Text section —

Hi Baby! I love you. I can’t even tell you how much I love you because there aren’t words that exist in this world that are even close to being adequate. Just know that Mommy loves you more than you loved any vroom vroom or even going “wimming,” and think of you far more often than you thought about how wheels on your toys went around and around. You are always on my mind, heart, and soul, and as I’ve told you before, I hope most of my soul already left with you so that you never wonder where Daddy and I went. My love for you is never going to be in the past tense. Saying I “loved” you is not the way I feel about you. You may be gone physically, but I love you and I will ALWAYS love you, Caleb Lennon. You are my everything, my beautiful boy and you always will be.
I still wonder constantly what you are doing and if your days (or whatever they are now) are still consumed with some version of vroom vrooms that keep you curious and able to tune out the rest of your surroundings. However, I know I probably couldn’t even fathom all the things you now know even if I kept trying for the rest of my days here on Earth.

Instruction A — Retype the passage of the letter to Caleb that begins at the words "I still wonder" and stops after "here on Earth.".

Data shown —
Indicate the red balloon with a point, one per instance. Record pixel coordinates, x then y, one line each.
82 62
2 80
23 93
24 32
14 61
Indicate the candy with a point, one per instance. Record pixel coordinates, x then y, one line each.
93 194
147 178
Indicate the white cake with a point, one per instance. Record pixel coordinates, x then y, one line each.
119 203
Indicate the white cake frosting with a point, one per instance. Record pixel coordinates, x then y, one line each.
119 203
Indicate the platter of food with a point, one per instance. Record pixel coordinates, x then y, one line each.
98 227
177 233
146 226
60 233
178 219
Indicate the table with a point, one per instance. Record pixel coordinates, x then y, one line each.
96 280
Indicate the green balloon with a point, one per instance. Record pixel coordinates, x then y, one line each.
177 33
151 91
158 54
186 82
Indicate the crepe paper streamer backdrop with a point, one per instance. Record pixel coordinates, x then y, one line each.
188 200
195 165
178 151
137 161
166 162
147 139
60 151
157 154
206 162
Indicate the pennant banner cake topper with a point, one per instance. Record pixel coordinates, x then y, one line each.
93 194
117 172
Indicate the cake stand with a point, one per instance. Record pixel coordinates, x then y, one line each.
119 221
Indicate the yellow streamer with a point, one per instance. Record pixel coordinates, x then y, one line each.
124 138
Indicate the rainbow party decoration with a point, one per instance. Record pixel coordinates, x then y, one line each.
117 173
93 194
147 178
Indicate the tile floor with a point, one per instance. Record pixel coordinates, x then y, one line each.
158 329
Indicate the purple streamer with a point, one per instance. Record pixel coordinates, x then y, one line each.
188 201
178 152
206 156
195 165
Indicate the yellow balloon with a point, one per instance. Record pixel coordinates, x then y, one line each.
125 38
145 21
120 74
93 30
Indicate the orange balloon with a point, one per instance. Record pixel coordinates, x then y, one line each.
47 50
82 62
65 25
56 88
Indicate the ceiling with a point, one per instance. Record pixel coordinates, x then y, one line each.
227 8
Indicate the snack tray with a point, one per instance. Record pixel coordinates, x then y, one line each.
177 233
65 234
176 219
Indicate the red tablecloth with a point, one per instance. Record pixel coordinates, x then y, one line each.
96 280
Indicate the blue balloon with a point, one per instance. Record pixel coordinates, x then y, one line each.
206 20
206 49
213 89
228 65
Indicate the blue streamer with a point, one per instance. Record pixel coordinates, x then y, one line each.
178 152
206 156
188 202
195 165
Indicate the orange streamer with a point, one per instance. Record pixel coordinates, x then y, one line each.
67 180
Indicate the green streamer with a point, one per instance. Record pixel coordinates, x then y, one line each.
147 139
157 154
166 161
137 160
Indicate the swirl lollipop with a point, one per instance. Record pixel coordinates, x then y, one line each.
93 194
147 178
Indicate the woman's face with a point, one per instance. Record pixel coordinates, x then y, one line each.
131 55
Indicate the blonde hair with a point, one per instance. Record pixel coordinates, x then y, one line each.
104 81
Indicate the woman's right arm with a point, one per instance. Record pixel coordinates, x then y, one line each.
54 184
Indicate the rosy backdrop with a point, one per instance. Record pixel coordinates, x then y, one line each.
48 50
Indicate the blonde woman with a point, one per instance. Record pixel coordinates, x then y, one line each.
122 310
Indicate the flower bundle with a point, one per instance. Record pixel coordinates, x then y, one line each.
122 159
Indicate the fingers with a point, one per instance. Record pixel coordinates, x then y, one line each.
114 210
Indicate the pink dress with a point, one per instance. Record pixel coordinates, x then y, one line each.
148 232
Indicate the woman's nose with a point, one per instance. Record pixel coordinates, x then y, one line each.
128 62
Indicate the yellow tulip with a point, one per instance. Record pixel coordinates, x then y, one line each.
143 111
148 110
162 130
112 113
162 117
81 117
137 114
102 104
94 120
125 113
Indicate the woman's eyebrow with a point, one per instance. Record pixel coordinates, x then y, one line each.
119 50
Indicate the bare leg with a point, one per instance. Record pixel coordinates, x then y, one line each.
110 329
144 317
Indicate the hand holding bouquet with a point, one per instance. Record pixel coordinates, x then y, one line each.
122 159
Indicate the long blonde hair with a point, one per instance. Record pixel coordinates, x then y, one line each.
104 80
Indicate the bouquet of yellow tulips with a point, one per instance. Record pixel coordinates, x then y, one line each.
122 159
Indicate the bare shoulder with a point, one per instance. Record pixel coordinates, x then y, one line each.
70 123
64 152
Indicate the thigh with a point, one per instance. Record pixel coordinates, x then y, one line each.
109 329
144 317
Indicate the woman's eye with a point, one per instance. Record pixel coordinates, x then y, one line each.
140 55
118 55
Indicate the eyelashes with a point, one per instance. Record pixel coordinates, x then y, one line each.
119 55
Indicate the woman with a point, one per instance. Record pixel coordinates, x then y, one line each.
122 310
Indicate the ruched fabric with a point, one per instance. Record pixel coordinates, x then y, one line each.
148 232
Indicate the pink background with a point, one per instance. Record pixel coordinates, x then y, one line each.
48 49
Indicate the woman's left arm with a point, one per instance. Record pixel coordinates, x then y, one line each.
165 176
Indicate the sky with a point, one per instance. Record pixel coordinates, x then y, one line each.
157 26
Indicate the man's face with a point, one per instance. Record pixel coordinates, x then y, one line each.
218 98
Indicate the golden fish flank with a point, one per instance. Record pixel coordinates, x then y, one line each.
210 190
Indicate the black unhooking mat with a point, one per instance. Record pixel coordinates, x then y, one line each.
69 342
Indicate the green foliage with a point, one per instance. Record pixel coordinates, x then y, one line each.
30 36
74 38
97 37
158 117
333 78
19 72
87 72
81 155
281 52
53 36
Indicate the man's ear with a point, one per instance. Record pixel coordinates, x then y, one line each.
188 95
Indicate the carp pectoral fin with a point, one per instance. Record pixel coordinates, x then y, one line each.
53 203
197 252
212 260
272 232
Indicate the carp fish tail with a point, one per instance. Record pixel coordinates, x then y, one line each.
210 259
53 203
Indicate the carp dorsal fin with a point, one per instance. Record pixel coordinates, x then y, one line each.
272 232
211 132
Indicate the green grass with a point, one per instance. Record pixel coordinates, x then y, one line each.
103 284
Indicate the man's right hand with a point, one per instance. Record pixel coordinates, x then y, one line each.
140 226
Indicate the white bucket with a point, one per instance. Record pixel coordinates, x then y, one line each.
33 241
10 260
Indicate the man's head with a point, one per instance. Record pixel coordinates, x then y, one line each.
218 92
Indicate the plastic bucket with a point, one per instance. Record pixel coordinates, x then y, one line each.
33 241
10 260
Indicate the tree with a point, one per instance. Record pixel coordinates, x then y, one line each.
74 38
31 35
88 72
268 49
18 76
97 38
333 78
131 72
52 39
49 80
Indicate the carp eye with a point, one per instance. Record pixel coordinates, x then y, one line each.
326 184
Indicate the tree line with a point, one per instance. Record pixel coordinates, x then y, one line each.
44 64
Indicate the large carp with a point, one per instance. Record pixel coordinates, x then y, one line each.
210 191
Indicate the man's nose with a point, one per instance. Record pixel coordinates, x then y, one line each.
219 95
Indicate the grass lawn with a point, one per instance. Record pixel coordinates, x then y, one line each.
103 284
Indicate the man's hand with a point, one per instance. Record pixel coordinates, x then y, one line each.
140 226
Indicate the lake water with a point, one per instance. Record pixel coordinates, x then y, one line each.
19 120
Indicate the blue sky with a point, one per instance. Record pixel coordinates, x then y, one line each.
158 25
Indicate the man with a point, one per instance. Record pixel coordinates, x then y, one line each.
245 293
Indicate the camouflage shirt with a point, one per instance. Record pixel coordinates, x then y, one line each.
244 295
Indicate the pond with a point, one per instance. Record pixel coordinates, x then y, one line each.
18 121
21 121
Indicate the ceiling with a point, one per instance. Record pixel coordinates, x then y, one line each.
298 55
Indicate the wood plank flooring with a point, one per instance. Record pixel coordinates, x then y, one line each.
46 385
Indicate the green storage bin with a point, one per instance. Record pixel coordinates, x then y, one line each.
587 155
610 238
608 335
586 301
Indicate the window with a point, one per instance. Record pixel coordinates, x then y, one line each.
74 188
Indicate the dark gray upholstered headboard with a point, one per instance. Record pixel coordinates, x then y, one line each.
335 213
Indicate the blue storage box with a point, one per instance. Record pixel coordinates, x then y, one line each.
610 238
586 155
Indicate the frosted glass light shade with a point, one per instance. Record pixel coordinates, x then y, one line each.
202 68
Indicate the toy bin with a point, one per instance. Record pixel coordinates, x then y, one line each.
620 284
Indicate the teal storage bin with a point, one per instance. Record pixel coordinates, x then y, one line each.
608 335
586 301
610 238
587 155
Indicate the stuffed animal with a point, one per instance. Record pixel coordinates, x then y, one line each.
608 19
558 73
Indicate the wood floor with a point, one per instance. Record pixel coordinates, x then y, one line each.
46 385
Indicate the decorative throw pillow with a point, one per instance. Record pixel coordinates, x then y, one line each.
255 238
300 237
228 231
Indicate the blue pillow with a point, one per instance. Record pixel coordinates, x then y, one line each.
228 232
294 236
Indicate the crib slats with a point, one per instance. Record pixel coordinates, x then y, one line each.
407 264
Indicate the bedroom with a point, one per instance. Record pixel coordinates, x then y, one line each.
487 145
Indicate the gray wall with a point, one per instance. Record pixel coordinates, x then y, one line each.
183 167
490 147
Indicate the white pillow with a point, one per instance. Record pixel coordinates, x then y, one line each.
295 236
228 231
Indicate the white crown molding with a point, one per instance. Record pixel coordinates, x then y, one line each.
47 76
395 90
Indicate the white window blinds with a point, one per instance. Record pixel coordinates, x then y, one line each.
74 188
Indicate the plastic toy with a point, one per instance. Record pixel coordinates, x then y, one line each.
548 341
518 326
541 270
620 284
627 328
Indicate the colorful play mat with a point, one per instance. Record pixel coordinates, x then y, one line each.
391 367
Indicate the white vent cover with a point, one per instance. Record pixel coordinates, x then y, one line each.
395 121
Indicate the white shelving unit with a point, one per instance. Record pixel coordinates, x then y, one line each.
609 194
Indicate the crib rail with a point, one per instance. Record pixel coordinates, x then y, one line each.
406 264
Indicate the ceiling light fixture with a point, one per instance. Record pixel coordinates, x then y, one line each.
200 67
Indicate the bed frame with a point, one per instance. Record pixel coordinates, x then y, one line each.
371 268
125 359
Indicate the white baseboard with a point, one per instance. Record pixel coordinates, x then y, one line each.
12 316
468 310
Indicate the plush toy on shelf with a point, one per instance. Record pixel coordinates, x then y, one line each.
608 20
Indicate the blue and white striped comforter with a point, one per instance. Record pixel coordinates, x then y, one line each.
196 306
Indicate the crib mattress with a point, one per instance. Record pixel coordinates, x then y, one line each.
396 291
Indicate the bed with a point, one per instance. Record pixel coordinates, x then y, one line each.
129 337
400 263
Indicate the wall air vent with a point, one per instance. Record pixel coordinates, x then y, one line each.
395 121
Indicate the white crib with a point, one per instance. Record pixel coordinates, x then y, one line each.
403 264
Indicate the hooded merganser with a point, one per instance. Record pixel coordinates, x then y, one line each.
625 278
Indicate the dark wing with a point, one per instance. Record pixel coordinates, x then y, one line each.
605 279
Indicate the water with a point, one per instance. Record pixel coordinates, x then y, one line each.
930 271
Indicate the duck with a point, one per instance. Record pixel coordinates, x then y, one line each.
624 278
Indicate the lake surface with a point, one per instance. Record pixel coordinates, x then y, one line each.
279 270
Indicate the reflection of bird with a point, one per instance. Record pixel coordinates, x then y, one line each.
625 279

Instruction B — In the rows, take the lines from the line that has "Indicate the wall" through the last line of the rows, and lay them out as a numbered list with blank lines left out.

Expected answer A —
I still wonder constantly what you are doing and if your days (or whatever they are now) are still consumed with some version of vroom vrooms that keep you curious and able to tune out the rest of your surroundings. However, I know I probably couldn’t even fathom all the things you now know even if I kept trying for the rest of my days here on Earth.

Expected answer B —
1. Indicate the wall air vent with a point, one per instance. Record pixel coordinates, x then y, one line each.
2. 395 121
3. Indicate the white crib with a point, one per instance. Record pixel coordinates, x then y, one line each.
4. 403 264
5. Indicate the hooded merganser with a point, one per instance. Record pixel coordinates, x then y, one line each.
6. 625 278
7. Indicate the dark wing with a point, one per instance. Record pixel coordinates, x then y, one line each.
8. 605 279
9. Indicate the water with a point, one per instance. Record pixel coordinates, x then y, one line each.
10. 930 271
11. Indicate the duck with a point, one per instance. Record pixel coordinates, x then y, one line each.
12. 624 278
13. Indicate the lake surface with a point, one per instance. Record pixel coordinates, x then y, one line each.
14. 279 270
15. Indicate the reflection of bird with a point, one per instance. Record pixel coordinates, x then y, one line each.
16. 625 279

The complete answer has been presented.